▶ **TASK DIRECTIONS**:
Can you scale the entries from the first line through the line containing "201 76 L 189", both ends included, and write out only those lines again in full, requests included? In the answers, multiply every outline coordinate by 0.7 and round it to a whole number, with halves rounding up.

▶ **EXTRACTED MATERIAL**:
** Start **
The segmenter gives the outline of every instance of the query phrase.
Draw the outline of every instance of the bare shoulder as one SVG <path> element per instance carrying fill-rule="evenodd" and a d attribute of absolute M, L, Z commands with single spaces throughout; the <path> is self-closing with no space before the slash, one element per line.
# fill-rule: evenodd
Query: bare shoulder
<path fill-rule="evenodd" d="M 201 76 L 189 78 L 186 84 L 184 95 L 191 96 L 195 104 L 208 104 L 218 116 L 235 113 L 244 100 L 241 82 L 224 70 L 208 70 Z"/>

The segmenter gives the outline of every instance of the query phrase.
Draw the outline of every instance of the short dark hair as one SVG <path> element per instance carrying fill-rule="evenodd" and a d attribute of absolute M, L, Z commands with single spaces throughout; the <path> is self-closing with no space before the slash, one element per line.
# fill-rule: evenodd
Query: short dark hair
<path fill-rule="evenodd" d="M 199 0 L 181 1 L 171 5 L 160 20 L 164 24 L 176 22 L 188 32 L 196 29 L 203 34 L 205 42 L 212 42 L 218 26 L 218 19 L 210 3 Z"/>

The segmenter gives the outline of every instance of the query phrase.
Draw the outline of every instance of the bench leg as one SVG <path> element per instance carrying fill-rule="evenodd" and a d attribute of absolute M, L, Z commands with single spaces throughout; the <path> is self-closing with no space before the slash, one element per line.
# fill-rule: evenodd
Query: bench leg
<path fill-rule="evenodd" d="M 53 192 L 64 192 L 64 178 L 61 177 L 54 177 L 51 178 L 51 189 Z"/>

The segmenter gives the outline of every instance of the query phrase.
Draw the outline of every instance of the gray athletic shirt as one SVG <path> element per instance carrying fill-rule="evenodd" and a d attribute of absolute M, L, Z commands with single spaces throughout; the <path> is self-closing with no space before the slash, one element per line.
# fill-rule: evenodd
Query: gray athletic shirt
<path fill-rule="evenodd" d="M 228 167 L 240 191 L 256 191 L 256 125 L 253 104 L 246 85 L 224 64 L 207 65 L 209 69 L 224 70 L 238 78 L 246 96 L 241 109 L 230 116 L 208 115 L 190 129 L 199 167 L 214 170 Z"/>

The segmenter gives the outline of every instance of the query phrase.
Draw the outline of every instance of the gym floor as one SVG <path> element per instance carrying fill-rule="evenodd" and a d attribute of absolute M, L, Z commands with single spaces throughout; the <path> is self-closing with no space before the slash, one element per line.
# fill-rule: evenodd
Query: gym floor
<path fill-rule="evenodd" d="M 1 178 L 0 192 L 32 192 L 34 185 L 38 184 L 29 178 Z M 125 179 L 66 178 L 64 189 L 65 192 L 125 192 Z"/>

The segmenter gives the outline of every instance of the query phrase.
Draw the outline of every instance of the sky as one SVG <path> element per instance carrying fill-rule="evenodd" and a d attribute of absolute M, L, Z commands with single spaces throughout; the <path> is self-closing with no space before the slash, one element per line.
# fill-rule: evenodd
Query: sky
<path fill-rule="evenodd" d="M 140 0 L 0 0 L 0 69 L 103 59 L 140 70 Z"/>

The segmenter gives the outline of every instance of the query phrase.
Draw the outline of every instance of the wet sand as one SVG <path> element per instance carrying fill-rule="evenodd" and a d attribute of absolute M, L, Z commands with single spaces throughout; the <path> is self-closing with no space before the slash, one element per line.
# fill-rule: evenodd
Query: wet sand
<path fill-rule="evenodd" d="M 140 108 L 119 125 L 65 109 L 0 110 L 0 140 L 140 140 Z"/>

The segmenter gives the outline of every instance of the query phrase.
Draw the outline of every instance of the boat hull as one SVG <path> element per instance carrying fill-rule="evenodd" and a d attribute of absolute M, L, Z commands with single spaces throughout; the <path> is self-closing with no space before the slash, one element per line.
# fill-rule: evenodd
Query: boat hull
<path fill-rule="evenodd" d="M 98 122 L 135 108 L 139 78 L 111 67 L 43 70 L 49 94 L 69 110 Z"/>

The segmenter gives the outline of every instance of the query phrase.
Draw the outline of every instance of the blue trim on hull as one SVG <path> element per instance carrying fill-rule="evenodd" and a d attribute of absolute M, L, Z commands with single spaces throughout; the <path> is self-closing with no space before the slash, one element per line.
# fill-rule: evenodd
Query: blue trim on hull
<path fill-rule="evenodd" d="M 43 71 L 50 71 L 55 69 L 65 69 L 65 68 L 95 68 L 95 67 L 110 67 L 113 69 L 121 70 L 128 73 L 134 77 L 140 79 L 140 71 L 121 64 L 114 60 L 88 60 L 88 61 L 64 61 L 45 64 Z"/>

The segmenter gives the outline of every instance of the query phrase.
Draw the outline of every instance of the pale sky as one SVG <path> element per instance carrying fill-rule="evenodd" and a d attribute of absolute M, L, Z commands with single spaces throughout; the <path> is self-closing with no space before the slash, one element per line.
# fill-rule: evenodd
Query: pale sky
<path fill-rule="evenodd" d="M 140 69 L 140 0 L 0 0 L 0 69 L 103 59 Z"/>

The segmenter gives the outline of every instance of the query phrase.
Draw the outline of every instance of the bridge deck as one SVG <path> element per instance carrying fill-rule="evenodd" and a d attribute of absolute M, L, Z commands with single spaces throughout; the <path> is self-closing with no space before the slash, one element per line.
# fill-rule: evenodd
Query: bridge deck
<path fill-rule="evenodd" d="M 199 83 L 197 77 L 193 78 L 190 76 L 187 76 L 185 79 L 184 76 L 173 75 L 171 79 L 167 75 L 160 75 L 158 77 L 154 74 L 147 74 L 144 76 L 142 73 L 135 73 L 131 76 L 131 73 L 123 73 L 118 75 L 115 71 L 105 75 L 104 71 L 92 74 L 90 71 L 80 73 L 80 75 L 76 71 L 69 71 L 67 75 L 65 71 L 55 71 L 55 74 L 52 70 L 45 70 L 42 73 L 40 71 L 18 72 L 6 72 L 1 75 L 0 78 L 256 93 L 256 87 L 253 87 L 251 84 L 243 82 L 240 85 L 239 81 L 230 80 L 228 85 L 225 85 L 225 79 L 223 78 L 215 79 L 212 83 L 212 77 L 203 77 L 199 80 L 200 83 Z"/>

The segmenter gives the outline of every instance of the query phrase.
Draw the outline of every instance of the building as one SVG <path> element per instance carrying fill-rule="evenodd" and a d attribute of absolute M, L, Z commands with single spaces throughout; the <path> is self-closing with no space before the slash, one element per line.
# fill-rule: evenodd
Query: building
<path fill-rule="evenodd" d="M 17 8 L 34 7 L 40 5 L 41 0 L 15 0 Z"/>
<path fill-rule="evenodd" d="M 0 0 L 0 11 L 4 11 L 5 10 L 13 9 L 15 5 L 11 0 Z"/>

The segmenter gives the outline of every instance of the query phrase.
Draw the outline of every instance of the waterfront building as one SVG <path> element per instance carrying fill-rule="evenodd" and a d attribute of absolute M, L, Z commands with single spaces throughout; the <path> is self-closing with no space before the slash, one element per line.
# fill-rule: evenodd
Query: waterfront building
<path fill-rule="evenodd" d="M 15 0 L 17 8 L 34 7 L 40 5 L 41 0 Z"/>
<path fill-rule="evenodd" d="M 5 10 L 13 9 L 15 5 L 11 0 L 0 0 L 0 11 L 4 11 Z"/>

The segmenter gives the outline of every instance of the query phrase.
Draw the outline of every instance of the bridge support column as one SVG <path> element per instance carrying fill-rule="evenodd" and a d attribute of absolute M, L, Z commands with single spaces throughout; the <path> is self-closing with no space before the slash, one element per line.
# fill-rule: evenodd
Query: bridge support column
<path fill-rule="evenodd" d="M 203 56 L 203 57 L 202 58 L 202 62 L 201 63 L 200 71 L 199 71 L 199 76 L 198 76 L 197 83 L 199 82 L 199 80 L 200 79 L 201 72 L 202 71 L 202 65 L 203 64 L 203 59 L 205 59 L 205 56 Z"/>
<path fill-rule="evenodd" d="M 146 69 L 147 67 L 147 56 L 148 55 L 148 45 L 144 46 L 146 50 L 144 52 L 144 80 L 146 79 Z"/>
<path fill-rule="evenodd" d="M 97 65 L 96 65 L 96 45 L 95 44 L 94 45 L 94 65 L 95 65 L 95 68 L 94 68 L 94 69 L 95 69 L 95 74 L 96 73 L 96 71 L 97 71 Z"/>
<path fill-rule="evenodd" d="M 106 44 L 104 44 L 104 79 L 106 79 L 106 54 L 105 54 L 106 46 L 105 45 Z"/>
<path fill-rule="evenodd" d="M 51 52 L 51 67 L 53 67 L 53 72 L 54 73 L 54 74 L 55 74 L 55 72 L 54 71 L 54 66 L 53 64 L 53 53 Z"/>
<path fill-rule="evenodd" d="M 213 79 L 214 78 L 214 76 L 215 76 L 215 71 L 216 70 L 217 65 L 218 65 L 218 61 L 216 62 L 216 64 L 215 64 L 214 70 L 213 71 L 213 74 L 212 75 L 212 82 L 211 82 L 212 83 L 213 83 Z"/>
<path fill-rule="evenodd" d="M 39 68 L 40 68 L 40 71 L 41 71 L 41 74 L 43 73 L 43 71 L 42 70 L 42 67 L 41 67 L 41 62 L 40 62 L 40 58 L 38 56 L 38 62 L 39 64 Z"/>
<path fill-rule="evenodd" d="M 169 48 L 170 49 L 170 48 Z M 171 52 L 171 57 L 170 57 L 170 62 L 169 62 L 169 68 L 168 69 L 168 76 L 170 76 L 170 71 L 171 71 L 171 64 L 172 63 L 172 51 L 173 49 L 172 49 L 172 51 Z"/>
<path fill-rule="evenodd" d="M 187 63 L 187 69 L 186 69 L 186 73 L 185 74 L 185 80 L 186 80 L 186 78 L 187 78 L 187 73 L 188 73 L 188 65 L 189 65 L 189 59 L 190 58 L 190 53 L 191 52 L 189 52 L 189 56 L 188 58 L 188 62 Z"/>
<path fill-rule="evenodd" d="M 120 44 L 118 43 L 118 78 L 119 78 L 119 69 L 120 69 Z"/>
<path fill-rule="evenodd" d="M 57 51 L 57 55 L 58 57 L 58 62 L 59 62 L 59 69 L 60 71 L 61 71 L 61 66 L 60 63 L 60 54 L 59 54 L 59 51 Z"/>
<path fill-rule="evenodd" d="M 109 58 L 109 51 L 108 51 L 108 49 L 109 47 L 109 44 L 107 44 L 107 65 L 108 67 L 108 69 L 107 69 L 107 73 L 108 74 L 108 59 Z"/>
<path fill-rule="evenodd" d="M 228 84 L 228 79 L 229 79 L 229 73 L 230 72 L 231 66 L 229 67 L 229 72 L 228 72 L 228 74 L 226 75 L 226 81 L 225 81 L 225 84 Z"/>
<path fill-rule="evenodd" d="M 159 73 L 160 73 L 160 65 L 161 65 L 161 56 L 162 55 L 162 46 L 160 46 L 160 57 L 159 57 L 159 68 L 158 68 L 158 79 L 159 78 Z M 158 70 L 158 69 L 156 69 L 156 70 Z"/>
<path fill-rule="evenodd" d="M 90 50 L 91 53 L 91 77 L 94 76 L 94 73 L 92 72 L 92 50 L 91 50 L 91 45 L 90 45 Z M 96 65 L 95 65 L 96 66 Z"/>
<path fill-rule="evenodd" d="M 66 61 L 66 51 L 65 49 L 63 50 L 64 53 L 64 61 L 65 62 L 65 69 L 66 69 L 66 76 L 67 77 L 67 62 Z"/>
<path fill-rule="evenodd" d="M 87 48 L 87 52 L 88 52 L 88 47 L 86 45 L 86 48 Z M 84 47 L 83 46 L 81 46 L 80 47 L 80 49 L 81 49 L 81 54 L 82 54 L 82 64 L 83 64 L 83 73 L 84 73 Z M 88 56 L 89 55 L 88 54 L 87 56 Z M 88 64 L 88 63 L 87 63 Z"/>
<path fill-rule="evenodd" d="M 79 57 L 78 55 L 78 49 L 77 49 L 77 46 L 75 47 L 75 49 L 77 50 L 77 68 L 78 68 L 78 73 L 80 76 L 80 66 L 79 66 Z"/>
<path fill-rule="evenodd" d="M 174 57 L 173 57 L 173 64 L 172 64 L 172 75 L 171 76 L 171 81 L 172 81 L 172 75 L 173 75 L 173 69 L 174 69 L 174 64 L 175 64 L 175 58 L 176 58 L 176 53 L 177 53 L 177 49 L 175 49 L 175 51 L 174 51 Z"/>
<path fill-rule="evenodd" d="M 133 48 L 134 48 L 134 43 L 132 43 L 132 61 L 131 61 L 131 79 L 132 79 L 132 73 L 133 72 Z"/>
** End **
▶ **ANSWER BELOW**:
The segmenter gives the outline of every instance of the query phrase.
Draw the outline of every instance of the bare shoulder as one SVG <path> element per instance carrying fill-rule="evenodd" and a d attribute of absolute M, L, Z commands with single spaces throughout; the <path> is self-closing with no space before the slash, one element per line.
# fill-rule: evenodd
Query: bare shoulder
<path fill-rule="evenodd" d="M 141 53 L 132 55 L 130 59 L 129 67 L 134 67 L 137 73 L 146 73 L 153 81 L 165 79 L 171 70 L 169 57 L 157 49 L 146 49 Z"/>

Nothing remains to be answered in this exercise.